* Data provided:
◆ ◆ ◆ ◆ ◆ ◆ ◆

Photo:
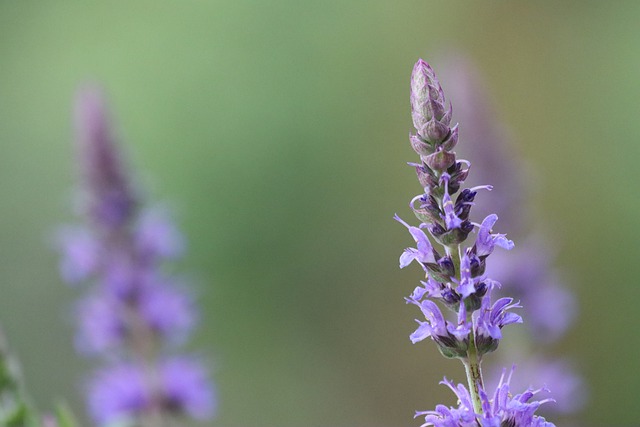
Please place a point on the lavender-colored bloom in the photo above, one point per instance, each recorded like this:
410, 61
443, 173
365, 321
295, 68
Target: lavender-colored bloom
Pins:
133, 311
118, 393
528, 272
424, 251
550, 307
168, 311
458, 280
503, 409
187, 389
492, 319
122, 392
485, 242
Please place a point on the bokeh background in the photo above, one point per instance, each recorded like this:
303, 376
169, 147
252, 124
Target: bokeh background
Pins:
278, 132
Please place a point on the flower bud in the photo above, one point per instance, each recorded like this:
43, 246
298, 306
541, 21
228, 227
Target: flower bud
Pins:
440, 160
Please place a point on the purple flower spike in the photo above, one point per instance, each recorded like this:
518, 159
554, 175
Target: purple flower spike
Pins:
485, 242
111, 196
133, 313
458, 280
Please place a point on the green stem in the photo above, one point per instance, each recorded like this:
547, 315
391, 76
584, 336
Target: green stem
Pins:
472, 362
474, 374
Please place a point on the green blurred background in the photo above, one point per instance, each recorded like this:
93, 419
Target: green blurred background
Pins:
278, 131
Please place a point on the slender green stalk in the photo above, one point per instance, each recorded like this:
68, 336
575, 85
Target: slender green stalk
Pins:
472, 362
474, 374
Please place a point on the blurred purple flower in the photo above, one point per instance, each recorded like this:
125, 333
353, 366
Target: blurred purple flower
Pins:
120, 392
133, 310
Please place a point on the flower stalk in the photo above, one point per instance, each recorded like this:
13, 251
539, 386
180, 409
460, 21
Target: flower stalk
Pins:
457, 279
135, 316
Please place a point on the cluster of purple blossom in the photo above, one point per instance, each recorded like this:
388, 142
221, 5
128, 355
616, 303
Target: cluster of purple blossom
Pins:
134, 316
456, 275
527, 272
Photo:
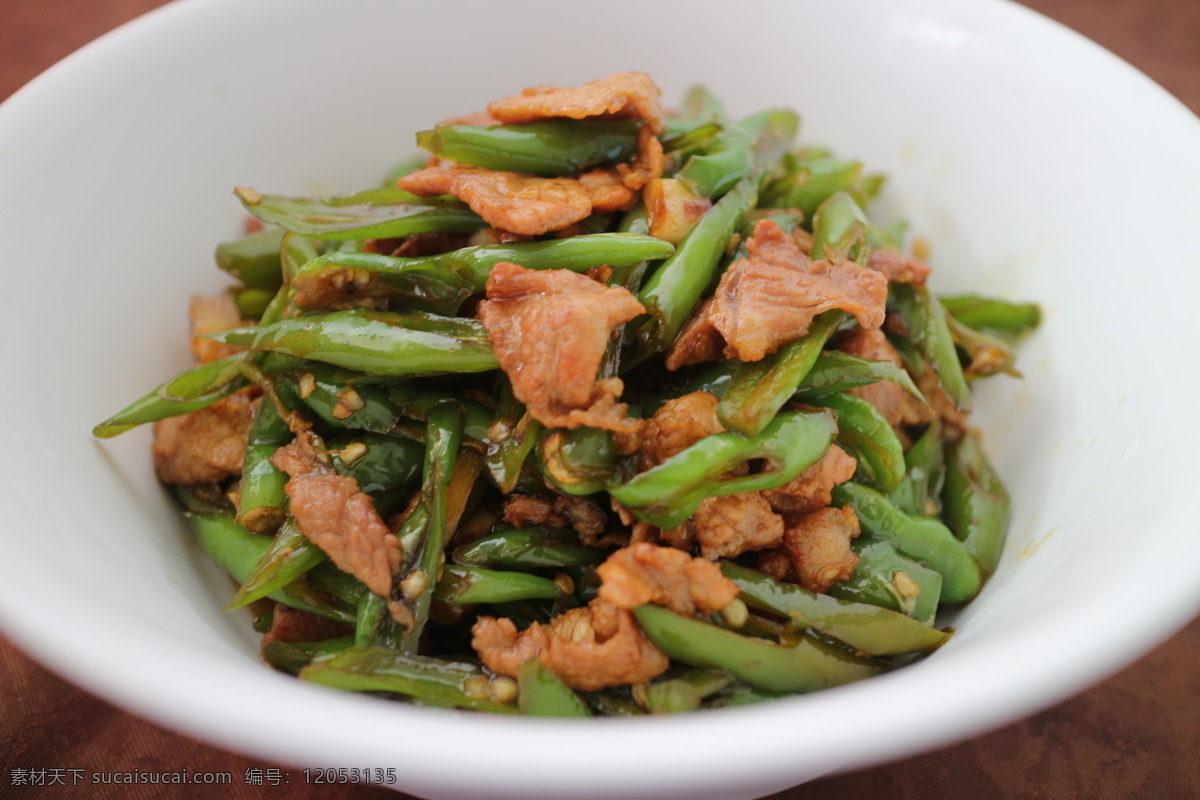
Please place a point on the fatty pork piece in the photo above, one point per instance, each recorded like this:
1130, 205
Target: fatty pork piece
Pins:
898, 268
647, 573
205, 445
813, 488
335, 513
624, 95
772, 296
549, 330
588, 648
564, 511
819, 545
677, 425
522, 204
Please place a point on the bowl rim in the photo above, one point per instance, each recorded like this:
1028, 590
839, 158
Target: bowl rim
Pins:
121, 677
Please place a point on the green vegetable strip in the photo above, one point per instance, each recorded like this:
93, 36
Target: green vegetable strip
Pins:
289, 557
977, 506
991, 314
987, 355
887, 578
579, 461
919, 493
387, 462
840, 229
867, 627
546, 148
435, 681
673, 288
815, 181
921, 537
671, 492
527, 548
805, 667
929, 331
415, 403
700, 103
237, 551
341, 405
448, 278
251, 302
425, 553
253, 259
867, 435
373, 214
739, 150
372, 612
837, 372
515, 434
186, 392
541, 693
472, 584
685, 692
294, 656
759, 389
375, 342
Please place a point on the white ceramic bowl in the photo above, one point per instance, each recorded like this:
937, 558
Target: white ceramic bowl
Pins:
1039, 166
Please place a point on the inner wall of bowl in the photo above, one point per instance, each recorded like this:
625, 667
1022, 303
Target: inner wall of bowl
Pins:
993, 156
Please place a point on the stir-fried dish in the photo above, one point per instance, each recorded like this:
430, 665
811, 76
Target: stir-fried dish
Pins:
595, 409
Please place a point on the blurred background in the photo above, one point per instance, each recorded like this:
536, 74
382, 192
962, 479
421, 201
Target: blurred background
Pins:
1138, 734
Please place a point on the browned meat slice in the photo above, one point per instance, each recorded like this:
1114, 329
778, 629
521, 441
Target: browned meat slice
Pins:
697, 342
519, 203
588, 648
898, 268
335, 513
294, 625
893, 402
549, 330
813, 488
771, 298
213, 314
646, 573
205, 445
564, 511
624, 95
736, 523
819, 543
609, 193
943, 407
677, 425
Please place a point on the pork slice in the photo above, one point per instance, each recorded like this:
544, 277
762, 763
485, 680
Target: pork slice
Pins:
205, 445
549, 330
647, 573
588, 648
772, 296
819, 545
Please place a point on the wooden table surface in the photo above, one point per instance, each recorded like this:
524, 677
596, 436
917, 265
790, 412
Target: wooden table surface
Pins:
1135, 735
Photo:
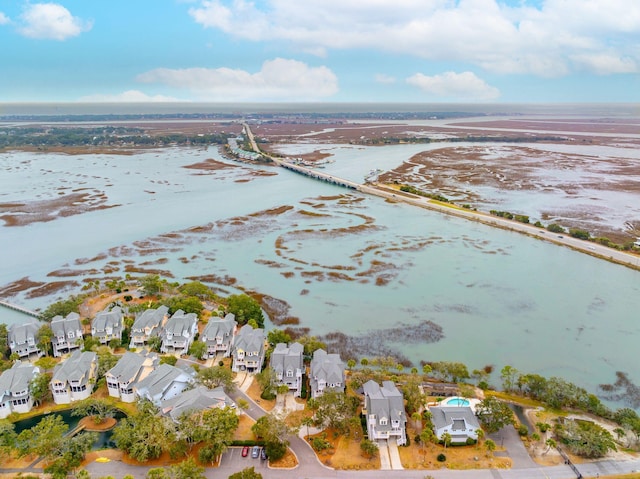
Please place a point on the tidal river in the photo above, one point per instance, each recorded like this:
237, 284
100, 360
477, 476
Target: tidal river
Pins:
342, 261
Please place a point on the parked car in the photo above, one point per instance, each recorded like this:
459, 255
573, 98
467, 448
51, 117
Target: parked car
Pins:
255, 453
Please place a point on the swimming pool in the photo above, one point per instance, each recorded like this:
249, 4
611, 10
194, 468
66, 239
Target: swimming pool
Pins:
457, 401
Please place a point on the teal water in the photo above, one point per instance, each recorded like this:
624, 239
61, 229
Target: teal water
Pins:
343, 261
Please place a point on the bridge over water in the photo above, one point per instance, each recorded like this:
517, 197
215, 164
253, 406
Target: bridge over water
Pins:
21, 309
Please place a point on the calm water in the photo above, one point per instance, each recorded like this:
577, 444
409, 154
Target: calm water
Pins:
344, 262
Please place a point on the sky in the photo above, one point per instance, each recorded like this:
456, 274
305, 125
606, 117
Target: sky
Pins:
405, 51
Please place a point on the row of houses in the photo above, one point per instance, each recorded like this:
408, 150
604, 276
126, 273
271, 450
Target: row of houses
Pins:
177, 332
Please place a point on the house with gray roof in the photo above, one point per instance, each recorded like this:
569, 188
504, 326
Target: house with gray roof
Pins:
459, 421
107, 325
147, 325
74, 377
384, 410
164, 382
23, 339
177, 335
15, 394
129, 370
326, 372
248, 350
288, 365
218, 335
194, 400
67, 334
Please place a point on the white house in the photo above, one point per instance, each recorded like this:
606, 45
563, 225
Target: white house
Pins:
384, 410
179, 332
459, 421
15, 394
287, 362
131, 368
218, 335
107, 325
248, 350
72, 378
326, 372
67, 334
147, 325
163, 383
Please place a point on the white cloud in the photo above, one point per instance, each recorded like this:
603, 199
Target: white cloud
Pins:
51, 21
547, 38
278, 79
384, 79
129, 96
454, 86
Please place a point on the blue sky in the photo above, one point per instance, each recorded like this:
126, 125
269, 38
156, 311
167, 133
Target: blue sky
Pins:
320, 50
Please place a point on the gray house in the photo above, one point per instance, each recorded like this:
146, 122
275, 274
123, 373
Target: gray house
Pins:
164, 382
147, 325
194, 400
107, 325
288, 365
72, 378
218, 335
23, 339
459, 421
248, 350
131, 368
384, 410
177, 335
325, 372
15, 395
67, 334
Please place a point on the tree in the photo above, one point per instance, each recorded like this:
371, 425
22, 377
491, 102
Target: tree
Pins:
216, 376
368, 448
197, 349
245, 308
144, 435
99, 409
509, 376
276, 336
490, 446
246, 473
45, 439
39, 388
274, 432
494, 414
335, 409
198, 290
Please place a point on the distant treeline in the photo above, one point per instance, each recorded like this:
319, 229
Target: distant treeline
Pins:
98, 136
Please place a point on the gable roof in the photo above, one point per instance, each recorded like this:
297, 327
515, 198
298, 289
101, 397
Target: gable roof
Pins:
75, 368
285, 358
16, 379
385, 401
197, 399
327, 366
443, 416
130, 366
219, 327
150, 318
249, 339
180, 323
60, 326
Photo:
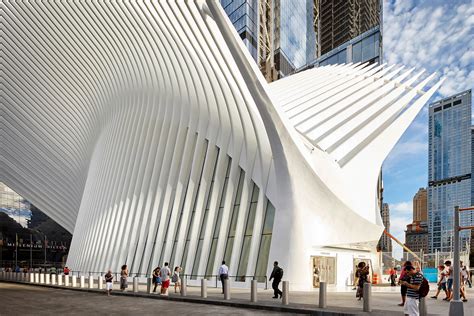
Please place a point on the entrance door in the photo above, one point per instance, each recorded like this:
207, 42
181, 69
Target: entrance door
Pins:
367, 262
324, 270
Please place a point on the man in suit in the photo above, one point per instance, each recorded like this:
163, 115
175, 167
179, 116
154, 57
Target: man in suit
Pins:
277, 275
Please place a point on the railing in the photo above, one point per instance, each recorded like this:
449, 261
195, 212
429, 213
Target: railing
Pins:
185, 276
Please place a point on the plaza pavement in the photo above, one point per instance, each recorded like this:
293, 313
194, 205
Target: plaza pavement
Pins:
339, 301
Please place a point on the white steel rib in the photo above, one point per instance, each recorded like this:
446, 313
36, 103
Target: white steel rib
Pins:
146, 130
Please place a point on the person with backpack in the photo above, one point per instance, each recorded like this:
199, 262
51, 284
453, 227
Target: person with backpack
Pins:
223, 274
109, 279
277, 275
176, 279
363, 272
417, 287
156, 278
165, 273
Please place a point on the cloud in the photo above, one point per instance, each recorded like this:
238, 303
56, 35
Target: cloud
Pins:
435, 35
401, 207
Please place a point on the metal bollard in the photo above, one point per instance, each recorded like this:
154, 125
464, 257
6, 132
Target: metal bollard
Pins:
184, 289
149, 285
135, 284
423, 308
367, 297
203, 288
253, 291
286, 289
322, 294
100, 285
227, 289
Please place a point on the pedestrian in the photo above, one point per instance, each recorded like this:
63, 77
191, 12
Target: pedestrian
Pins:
165, 279
393, 277
223, 274
403, 289
176, 279
156, 278
412, 283
449, 282
356, 279
441, 283
277, 275
109, 279
465, 275
124, 278
462, 288
363, 272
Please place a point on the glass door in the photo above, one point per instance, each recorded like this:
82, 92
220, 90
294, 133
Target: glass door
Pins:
324, 270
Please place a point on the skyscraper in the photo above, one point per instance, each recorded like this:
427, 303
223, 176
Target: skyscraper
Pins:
342, 20
294, 40
420, 206
449, 169
244, 16
416, 235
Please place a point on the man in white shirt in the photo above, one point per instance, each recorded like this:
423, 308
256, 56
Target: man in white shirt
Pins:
223, 274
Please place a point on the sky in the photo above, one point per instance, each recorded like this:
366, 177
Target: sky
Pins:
437, 36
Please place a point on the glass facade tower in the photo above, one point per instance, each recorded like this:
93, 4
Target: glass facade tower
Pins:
244, 16
449, 169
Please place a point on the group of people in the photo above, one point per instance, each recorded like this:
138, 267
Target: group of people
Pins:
162, 276
362, 276
276, 276
446, 280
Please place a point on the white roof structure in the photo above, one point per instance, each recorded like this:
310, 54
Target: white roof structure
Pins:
146, 130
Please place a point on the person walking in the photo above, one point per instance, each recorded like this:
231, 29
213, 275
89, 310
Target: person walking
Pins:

◆ ◆ ◆ ◆ ◆ ◆ ◆

* What is being asked: Repeat word for word every line from the one that holds "Please place a point on the glass facade" to the end. Both ends count.

* Solution to this exercise:
Please place a point on the glass facade tower in the photo above, one point per instance, each recorded like this:
93, 4
Target: glass facade tower
Pins:
244, 16
449, 169
Please place a point on the group of people in the photo above, one point per instance, each recorded like this:
138, 267
Target: group of people
Pins:
162, 276
362, 276
276, 276
446, 280
Please place a point on the white roof structure in the photo above, one point per instance, each recorded like this:
310, 54
Target: white roof structure
Pins:
146, 130
Please place a point on the person walking in the photo above, one point per instance, each recorded like this:
231, 29
213, 275
89, 310
Target: person walking
Pins:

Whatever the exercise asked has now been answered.